| REQUEST 1 |
According to the watch-collecting passage, what was the customs officer at Pulkovo Airport looking for in the lining of the shapka?

Shortly afterward, I met with a well-known collector and the editor of
the watch site TimeZone who goes by the nom de plume William Massena, an
ursine man with a strong Continental accent and even stronger
horological opinions (“I used to get death threats!”). The timepieces in
his collection were subtle yet striking. As Massena showed me the
gorgeous faded-brown dial of a Rolex Submariner, akin to a model issued
to members of the British Navy, I told him how I had got into watches at
the start of 2016, when our nation was vulnerable but still whole. “Ah,”
he said, in a burst of European pragmatism, “but you are a little
Russian émigré. You know if you need to you can put these watches in
your pocket and sneak across the border to Canada past Buffalo. And you
can survive.”
A memory arrived unbidden. The year was 1978, and my family and I were
at Pulkovo Airport, in Leningrad, about to become Soviet refugees in
America. A stern customs officer took off my furry shapka and poked at
the still warm lining, looking for diamonds my parents might have hidden
there. A six-year-old is humiliated, but perhaps a lesson is learned.

| REQUEST 2 |
Filter the entries below and copy out every line that contains the word "plumage".

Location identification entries
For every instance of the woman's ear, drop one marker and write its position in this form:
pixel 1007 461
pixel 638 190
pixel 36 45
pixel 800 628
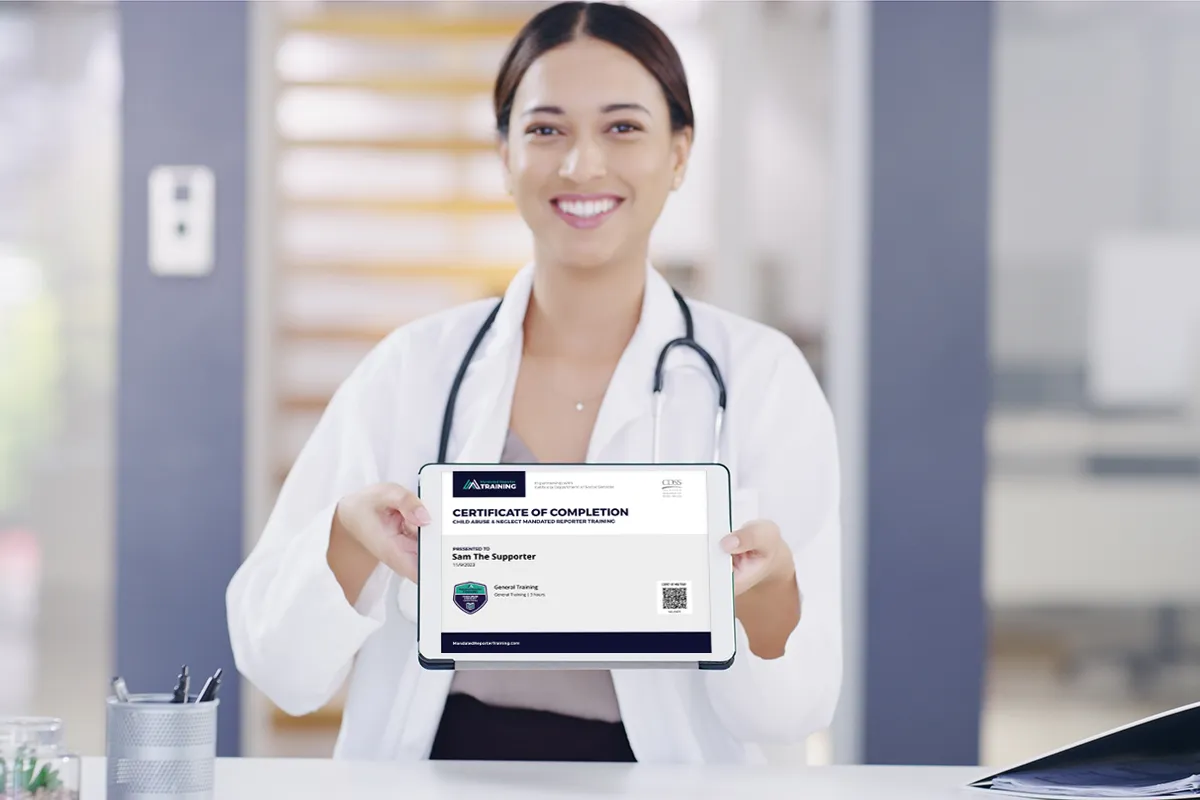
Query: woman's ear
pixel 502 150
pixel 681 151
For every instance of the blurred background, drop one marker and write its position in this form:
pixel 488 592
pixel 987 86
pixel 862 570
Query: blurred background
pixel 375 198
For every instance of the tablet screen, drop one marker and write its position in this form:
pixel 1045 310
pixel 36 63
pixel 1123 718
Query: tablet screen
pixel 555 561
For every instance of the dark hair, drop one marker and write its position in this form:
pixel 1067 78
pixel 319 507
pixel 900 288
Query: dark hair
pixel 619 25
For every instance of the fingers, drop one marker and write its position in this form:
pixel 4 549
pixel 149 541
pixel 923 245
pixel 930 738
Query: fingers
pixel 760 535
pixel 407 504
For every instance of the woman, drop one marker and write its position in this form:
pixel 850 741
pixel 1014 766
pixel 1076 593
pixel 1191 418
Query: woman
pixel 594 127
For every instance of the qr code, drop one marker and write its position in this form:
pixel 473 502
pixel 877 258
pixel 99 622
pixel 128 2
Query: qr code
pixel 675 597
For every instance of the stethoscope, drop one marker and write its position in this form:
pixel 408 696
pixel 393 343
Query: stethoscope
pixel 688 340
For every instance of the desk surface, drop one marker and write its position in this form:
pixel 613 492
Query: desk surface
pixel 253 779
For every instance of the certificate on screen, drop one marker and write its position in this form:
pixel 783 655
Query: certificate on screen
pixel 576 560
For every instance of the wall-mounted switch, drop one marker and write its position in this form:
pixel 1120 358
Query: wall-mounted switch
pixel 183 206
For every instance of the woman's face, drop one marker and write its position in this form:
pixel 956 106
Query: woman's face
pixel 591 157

--

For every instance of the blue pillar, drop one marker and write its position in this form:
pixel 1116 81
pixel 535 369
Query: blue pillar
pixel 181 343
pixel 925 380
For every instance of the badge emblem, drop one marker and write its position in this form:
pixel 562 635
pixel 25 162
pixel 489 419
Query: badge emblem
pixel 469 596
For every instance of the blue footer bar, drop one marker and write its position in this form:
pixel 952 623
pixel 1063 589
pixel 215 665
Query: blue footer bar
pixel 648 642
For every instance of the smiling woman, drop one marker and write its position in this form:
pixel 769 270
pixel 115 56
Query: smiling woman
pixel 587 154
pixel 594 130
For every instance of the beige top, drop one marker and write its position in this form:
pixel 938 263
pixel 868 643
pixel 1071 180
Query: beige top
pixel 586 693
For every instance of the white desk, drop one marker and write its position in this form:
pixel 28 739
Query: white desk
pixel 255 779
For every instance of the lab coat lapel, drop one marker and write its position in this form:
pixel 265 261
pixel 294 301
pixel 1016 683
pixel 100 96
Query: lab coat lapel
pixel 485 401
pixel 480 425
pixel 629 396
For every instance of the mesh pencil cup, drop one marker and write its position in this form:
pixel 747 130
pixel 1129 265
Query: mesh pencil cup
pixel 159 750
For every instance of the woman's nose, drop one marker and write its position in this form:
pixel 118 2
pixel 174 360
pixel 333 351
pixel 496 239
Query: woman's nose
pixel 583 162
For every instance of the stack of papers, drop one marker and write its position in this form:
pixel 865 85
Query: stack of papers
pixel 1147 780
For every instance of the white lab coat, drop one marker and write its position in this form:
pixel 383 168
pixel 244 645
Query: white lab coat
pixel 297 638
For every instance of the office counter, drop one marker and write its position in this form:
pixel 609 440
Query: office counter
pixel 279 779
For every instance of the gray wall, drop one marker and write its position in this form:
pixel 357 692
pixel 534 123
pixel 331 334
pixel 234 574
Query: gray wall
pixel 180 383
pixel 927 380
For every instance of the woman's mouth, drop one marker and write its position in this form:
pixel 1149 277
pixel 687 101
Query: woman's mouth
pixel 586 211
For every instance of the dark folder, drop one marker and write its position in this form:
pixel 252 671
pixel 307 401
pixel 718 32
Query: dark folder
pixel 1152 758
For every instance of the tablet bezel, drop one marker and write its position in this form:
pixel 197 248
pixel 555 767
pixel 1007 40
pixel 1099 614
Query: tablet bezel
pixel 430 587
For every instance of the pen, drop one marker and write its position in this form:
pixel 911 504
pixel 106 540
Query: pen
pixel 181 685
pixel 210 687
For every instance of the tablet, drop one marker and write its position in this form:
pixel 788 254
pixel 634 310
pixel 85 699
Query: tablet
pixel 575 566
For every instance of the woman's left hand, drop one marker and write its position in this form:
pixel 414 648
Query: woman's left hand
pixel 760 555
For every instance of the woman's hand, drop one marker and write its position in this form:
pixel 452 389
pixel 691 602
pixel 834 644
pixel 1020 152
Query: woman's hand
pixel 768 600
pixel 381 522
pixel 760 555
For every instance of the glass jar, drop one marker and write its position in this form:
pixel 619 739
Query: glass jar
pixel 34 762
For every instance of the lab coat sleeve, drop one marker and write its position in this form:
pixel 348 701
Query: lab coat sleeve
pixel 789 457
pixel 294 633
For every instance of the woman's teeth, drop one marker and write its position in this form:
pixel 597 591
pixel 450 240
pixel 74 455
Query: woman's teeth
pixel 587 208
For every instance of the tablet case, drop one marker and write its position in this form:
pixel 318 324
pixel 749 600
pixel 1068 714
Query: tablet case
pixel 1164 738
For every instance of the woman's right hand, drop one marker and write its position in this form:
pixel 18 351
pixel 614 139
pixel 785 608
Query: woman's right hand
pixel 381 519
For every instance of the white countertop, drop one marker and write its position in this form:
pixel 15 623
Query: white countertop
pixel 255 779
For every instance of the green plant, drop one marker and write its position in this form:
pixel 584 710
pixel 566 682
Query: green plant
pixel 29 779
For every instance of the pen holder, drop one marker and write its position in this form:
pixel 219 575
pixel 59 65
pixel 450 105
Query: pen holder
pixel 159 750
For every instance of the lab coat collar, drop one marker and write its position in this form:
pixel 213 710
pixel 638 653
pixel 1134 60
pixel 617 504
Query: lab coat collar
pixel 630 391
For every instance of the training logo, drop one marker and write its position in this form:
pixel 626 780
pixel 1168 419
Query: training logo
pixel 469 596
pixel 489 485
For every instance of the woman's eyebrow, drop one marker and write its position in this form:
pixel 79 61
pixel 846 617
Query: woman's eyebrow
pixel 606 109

--

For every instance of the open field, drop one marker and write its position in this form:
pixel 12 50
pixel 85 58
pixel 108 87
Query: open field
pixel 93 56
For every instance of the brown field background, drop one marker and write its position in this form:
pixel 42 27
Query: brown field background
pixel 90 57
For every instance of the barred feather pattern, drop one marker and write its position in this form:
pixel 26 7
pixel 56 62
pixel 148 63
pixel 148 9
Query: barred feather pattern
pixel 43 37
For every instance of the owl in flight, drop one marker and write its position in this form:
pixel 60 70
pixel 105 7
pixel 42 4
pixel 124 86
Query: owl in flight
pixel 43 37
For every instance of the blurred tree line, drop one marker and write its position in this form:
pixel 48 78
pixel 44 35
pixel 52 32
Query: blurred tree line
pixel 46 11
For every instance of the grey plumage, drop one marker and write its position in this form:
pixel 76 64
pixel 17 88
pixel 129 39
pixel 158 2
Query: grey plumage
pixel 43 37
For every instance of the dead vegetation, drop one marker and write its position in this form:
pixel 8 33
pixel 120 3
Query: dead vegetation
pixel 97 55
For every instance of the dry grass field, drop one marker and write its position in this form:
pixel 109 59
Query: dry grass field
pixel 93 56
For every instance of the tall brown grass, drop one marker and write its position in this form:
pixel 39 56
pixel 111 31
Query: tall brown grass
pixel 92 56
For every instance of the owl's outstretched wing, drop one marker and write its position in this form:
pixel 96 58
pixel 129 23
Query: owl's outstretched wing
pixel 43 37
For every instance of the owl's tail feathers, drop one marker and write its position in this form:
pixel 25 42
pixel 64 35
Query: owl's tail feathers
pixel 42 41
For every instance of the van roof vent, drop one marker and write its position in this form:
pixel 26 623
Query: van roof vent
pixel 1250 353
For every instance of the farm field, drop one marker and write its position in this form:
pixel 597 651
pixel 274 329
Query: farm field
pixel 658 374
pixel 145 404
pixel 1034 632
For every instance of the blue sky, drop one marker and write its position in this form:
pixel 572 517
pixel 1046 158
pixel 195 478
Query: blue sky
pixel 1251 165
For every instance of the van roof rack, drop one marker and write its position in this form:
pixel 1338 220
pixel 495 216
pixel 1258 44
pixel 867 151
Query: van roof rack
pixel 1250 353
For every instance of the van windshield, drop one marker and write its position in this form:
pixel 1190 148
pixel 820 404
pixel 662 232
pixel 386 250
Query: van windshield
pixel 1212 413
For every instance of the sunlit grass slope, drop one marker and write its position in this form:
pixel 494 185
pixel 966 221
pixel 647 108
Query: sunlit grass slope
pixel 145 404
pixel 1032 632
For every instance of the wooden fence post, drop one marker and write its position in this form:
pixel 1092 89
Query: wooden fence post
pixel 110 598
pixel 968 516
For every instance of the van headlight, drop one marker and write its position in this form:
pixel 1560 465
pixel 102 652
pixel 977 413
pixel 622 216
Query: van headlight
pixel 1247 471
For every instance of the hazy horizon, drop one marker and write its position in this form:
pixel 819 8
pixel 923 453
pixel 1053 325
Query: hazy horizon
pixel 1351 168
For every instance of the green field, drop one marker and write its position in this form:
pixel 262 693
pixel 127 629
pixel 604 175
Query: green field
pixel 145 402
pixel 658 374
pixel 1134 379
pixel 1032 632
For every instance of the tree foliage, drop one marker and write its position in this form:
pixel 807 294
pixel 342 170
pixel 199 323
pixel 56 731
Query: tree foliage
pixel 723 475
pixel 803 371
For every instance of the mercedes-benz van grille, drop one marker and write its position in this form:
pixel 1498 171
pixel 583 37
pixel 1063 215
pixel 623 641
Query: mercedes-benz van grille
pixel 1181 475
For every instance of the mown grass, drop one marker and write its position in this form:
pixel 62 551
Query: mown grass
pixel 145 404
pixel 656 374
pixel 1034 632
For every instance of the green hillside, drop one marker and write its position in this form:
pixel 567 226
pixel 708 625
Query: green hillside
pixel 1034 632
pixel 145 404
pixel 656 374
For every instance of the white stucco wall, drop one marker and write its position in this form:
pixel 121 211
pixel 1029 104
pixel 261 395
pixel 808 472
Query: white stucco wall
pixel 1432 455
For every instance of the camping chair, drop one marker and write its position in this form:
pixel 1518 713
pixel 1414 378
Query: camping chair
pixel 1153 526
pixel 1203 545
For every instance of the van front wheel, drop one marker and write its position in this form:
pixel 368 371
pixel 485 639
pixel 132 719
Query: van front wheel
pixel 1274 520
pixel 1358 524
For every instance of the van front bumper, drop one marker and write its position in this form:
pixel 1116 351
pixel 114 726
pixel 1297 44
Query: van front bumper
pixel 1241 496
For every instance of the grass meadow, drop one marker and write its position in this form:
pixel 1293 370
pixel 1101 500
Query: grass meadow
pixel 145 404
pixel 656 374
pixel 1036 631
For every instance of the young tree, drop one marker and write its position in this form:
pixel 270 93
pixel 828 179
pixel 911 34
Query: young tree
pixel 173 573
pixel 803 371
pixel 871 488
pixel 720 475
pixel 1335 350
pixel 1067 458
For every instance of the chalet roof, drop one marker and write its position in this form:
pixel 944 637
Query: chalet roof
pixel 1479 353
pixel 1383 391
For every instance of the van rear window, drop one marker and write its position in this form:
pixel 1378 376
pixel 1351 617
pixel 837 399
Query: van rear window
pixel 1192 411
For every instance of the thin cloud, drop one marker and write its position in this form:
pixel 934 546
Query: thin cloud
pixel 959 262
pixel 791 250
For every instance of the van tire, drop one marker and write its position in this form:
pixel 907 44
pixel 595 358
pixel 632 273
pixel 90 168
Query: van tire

| EXPECTED OUTPUT 1 |
Diamonds the narrator's parents might have hidden there.

| EXPECTED OUTPUT 2 |
For every instance of the grey plumage, drop one marker and write its position in this form:
Query: grey plumage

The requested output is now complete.